_Excerpted text_:
++++++

For each GRB observed using the tiled approach, a web page is created which collates in one place the analysis of each field. This web page is linked to in the table on the XRT Products index and is given in the GCN Circular produced by the Swift team in response to the initial observation.

The web page begins with a summary of the GRB -- which mission detected it, its location, the trigger time and the distance from the Sun/Moon at the time of the detection (and a link to calculate these distances every day for a year). This is followed by a statement indicating how many fields have been observed so far, and for how many of these the data have been downlinked and analysed. A list then follows giving the times of the first and last observation of each field as well as the useable exposure time per field. This can be lower than the exposure time of the actual observations, as some data may be rejected by screening, particularly that which removes times of contamination by light reflected off the bright Earth. In some cases it may be possible to bypass the bright-Earth removal phase (i.e. if the level of contamination can be confirmed by eye to be low): this has to be specified manually, and a warning will appear on the web page in such cases.

After the list of observations, details of the sources detected (if any) are given. These appear in one or two tables. The first contains any sources which passed the afterglow checks; if there are no such sources this table does not appear. The second table lists all detected sources.

++++++

_Given information_:

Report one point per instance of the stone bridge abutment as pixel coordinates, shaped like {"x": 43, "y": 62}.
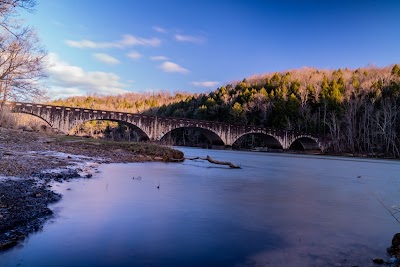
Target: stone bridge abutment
{"x": 154, "y": 128}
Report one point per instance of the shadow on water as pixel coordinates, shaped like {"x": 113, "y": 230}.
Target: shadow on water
{"x": 279, "y": 210}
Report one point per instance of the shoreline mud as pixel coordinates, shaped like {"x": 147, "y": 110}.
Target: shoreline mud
{"x": 31, "y": 162}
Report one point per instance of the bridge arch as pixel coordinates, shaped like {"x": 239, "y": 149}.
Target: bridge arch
{"x": 212, "y": 136}
{"x": 34, "y": 115}
{"x": 305, "y": 142}
{"x": 269, "y": 140}
{"x": 143, "y": 136}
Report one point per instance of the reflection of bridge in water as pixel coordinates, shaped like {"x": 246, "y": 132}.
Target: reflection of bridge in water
{"x": 154, "y": 128}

++++++

_To do_:
Reproduce verbatim the stretch of the passage on GRB web pages from "For each GRB" through "the initial observation.". The material bears no relation to the passage on GRB web pages.

_Solution_:
For each GRB observed using the tiled approach, a web page is created which collates in one place the analysis of each field. This web page is linked to in the table on the XRT Products index and is given in the GCN Circular produced by the Swift team in response to the initial observation.